Do this :: Reproduce all of the material below word for word, leaving out the pictures.

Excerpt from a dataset
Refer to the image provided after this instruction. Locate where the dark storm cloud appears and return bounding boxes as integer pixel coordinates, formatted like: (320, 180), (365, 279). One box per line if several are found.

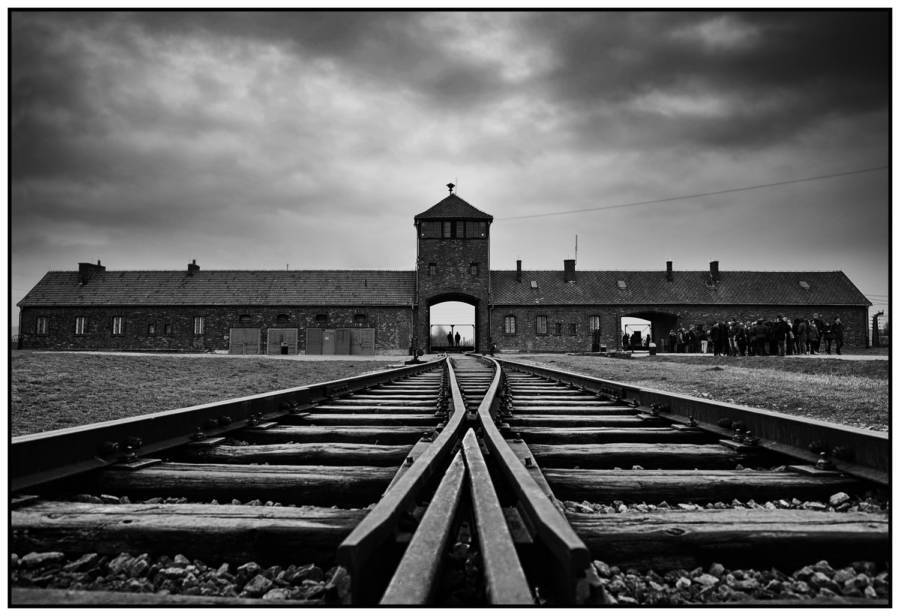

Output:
(10, 11), (890, 322)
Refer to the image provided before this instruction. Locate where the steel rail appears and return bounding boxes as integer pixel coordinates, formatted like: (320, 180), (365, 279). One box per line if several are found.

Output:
(337, 359), (466, 605)
(380, 452), (466, 605)
(494, 358), (891, 485)
(478, 358), (591, 605)
(463, 428), (535, 605)
(9, 360), (443, 492)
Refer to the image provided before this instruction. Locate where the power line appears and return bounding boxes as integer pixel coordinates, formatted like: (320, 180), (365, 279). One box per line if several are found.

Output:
(498, 165), (890, 220)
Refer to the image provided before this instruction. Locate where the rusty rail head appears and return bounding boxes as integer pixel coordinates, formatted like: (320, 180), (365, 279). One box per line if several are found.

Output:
(478, 357), (590, 605)
(337, 359), (466, 605)
(380, 451), (466, 605)
(9, 360), (443, 492)
(463, 428), (534, 605)
(497, 359), (891, 485)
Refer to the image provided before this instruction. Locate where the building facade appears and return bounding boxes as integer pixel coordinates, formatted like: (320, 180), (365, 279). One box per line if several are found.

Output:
(18, 185), (870, 355)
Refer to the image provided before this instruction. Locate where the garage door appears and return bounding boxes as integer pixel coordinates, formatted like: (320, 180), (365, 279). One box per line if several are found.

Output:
(306, 327), (325, 355)
(266, 327), (297, 355)
(228, 327), (260, 355)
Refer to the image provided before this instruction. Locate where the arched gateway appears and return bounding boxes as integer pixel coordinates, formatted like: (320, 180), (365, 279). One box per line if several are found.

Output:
(413, 184), (494, 352)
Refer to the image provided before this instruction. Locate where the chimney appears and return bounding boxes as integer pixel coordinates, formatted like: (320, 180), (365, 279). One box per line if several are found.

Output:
(78, 259), (106, 284)
(563, 259), (575, 282)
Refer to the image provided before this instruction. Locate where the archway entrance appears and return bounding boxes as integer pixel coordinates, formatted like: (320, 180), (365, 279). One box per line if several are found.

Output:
(428, 300), (477, 353)
(619, 311), (678, 353)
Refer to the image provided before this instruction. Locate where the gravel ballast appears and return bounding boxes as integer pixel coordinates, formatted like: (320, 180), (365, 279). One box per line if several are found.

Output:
(10, 552), (350, 605)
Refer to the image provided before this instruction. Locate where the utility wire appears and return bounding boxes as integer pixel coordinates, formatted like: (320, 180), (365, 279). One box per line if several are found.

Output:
(498, 165), (890, 220)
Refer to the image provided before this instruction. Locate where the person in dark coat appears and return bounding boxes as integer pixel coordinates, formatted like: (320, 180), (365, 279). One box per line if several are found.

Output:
(806, 319), (819, 355)
(819, 321), (834, 355)
(831, 317), (844, 355)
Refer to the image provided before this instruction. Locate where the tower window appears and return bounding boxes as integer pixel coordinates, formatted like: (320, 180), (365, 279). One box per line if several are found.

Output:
(466, 221), (487, 238)
(419, 220), (441, 238)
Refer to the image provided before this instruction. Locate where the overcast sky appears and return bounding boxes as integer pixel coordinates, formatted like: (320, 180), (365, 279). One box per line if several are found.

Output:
(10, 11), (891, 324)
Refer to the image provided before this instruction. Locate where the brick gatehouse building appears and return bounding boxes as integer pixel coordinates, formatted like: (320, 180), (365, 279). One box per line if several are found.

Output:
(18, 187), (871, 354)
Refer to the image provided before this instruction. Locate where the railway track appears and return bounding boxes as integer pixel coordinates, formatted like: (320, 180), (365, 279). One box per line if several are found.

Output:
(10, 357), (890, 605)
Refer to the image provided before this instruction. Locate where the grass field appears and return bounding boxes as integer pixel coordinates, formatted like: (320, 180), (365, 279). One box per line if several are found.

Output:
(509, 355), (890, 430)
(10, 351), (405, 436)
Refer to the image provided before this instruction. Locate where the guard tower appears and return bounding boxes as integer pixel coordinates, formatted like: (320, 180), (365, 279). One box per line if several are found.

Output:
(413, 184), (494, 352)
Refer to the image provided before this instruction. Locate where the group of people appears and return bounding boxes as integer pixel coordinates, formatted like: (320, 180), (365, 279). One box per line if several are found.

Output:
(666, 314), (844, 356)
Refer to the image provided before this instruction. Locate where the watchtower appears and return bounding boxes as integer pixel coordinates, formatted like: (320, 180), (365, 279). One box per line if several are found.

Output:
(413, 184), (494, 352)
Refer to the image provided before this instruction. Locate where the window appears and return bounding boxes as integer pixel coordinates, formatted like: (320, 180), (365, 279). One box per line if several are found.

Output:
(466, 222), (487, 238)
(419, 220), (441, 238)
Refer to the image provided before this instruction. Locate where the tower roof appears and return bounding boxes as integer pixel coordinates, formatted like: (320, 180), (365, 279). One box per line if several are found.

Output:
(413, 193), (494, 222)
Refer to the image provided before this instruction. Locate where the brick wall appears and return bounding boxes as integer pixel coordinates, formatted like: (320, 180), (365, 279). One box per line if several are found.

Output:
(490, 306), (868, 352)
(416, 238), (491, 351)
(20, 306), (412, 354)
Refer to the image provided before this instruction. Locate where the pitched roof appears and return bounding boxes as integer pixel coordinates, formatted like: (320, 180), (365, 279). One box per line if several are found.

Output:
(491, 271), (871, 306)
(414, 193), (494, 221)
(18, 270), (416, 307)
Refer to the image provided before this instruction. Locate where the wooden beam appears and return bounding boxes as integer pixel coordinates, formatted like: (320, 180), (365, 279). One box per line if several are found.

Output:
(95, 462), (394, 506)
(531, 443), (748, 469)
(566, 509), (890, 571)
(10, 501), (366, 566)
(544, 468), (860, 505)
(179, 443), (412, 467)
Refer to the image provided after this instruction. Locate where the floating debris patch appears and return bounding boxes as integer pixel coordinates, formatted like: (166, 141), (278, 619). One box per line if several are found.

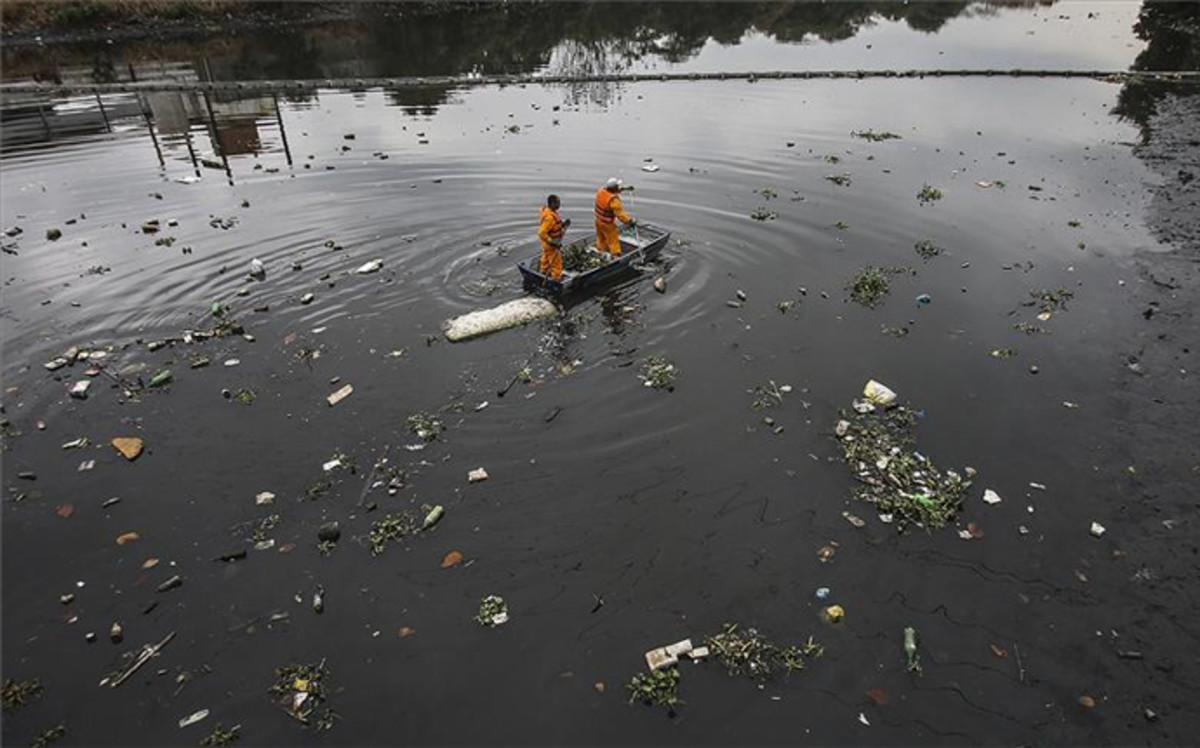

Exercise response ::
Refer to the image provided after this instruction. Locate where the dark storm cloud appears and return bounding boxes as integer pixel coordinates, formatted like: (320, 180), (365, 279). One box per line if several are found.


Output:
(10, 11), (890, 322)
Refer to the image provided before this instruction. Locate where the steel rail appears and return bounding boxes as integer pixel coordinates, formatted like: (320, 180), (365, 279). One box per line if several are found.

Output:
(337, 359), (466, 605)
(380, 452), (466, 605)
(494, 358), (891, 485)
(478, 358), (591, 605)
(463, 428), (535, 605)
(9, 360), (443, 492)
Refer to the image provided before this instruction. Locate where the power line appears and return bounding boxes as integer pixel coordinates, formatted like: (320, 180), (365, 279). One box per line if several are found.

Output:
(498, 165), (890, 220)
Refer to the image provided before this instruction. Locate where the rusty rail head appears and return bounding boxes as integer pixel coordinates, formatted like: (320, 180), (365, 279). One box per line if several are found.

Output:
(478, 357), (590, 605)
(337, 359), (466, 605)
(380, 451), (466, 605)
(9, 360), (443, 492)
(463, 428), (534, 605)
(497, 359), (891, 485)
Refer to the image provided before this instruction. Locate where the building facade appears and return bounding boxes as integer pixel coordinates, formatted like: (320, 180), (365, 279). One box per line if several are found.

Output:
(18, 185), (870, 355)
Refer to the image provided before this instruction. Locate where the garage door appears and return bounding boxes as integer pixel coordinates, formatted like: (320, 180), (365, 279). One box per line if several are found.

Output:
(306, 327), (325, 355)
(266, 327), (297, 355)
(228, 327), (260, 355)
Refer to the image provided before this instruction. Locate where the arched gateway appears and return bounding boxes as integer pixel coordinates, formatted like: (320, 180), (365, 279). One box per line if several are found.

Output:
(413, 184), (494, 352)
Refer to the image provided before this instruction. Locate where the chimney appears and return bounding boxes as integer pixel coordinates, formatted like: (320, 180), (365, 279). One box per line if several are found.

Output:
(78, 259), (106, 284)
(563, 259), (575, 282)
Refer to the image provided before this instruction. Locate where the archway entrance appears and return bounding boxes as integer pixel coordinates, formatted like: (320, 180), (365, 279). One box per line if several are found.

Output:
(428, 300), (477, 353)
(619, 311), (678, 353)
Refer to the image provided before this instruction. Locate where the gravel ballast appears and return bounding boxes as integer pixel coordinates, formatted like: (320, 180), (365, 279). One box per line if several are found.

Output:
(10, 552), (350, 605)
Refer to the image provided before this instruction. Locate where the utility wire appears and return bounding boxes as integer pixel coordinates, formatted like: (320, 180), (365, 279). One box per line if several are found.

Output:
(498, 165), (890, 220)
Refer to the image provided before this instruction. Locate where the person in dark coat appears and return bounding boxes as integer pixel coordinates, formatted like: (320, 180), (365, 279). One box per line if several are found.

Output:
(806, 319), (819, 355)
(819, 321), (834, 355)
(831, 317), (844, 355)
Refer to the image provided before this instruction. Locate where the tower window appears and return bounding boxes as integer pixel coordinates, formatted like: (320, 180), (365, 279). One box per line if several are found.

Output:
(466, 221), (487, 238)
(419, 220), (441, 238)
Refer to the image provided before this instruction. Locate where the overcast sky appears and return bounding boxes as integer pixel coordinates, formatted like: (320, 180), (365, 279). One box per line if several are found.

Output:
(10, 11), (891, 324)
Refer to the image provided before this instruction. Locate where the brick gatehouse building appears and return bounding boxes as integer pixel coordinates, formatted like: (320, 180), (365, 279). One box per line if several are found.

Output:
(18, 187), (871, 354)
Refer to the image provided before this instruction. Locate where the railway track appears and return bounding boxes as integer pixel coordinates, formatted like: (320, 180), (365, 279). One box per line if several are found.

Output:
(10, 357), (890, 605)
Refer to the image provided before this instruction. Locate where the grass field appears and return bounding boxes as integer pixel coordinates, formatted like: (320, 180), (365, 279). One box per line if several are found.

Output:
(509, 355), (890, 430)
(10, 351), (405, 436)
Refer to the image provided before this instruction. Locate where the guard tower appears and return bounding boxes as integer pixel coordinates, formatted like: (320, 180), (365, 279). One box per line if several are found.

Output:
(413, 184), (494, 352)
Refer to the image provided before this instruction. Locate where the group of people appears and return bounding boxes as integer pixel coordinates, formatted like: (320, 180), (365, 279). One box per line if several are found.

Output:
(666, 314), (844, 356)
Refer to the image provided before this instruction. Locate where the watchtower appears and return bounding boxes as integer pixel coordinates, formatted like: (320, 180), (365, 279). One box per line if several are found.

Output:
(413, 184), (494, 352)
Refer to the image provided before this instruction. Locate where the window appears and return bounding boxes as integer pixel coordinates, formatted like: (320, 180), (365, 279). One box per line if several are found.

Output:
(466, 222), (487, 238)
(419, 220), (441, 238)
Refer to the image provided before this instruction. Locate where the tower roof appears and return bounding boxes as integer pixel coordinates, formatted like: (320, 180), (365, 279). One box per line if several are found.

Output:
(413, 193), (494, 222)
Refer to the image provided before this instruction. Locate where the brick wall appears and return bounding boxes as integer pixel coordinates, formatted like: (320, 180), (365, 279). One box per line if several are found.

Output:
(490, 306), (868, 352)
(416, 238), (491, 351)
(20, 306), (412, 354)
Refer to the image provided before this instruction. Locate where the pitched roof appears and return bounding boxes as integer pixel coordinates, formatted like: (320, 180), (365, 279). One box per line if several are found.

Output:
(491, 271), (871, 306)
(414, 193), (494, 221)
(18, 270), (416, 307)
Refer to the image provided before this instruction. Locate where the wooden beam appears and return bounding boxes as integer pixel coordinates, formatted like: (320, 180), (365, 279). One box per line if several are found.

Output:
(95, 462), (394, 506)
(531, 443), (748, 469)
(566, 509), (890, 571)
(10, 501), (366, 566)
(544, 468), (860, 505)
(179, 443), (412, 467)
Refer to the image provided after this instruction. Locate where the floating debris patch appears and return bounding boxes as integer pixel coordinates, formatted like: (166, 141), (278, 619). One box per line if several are found.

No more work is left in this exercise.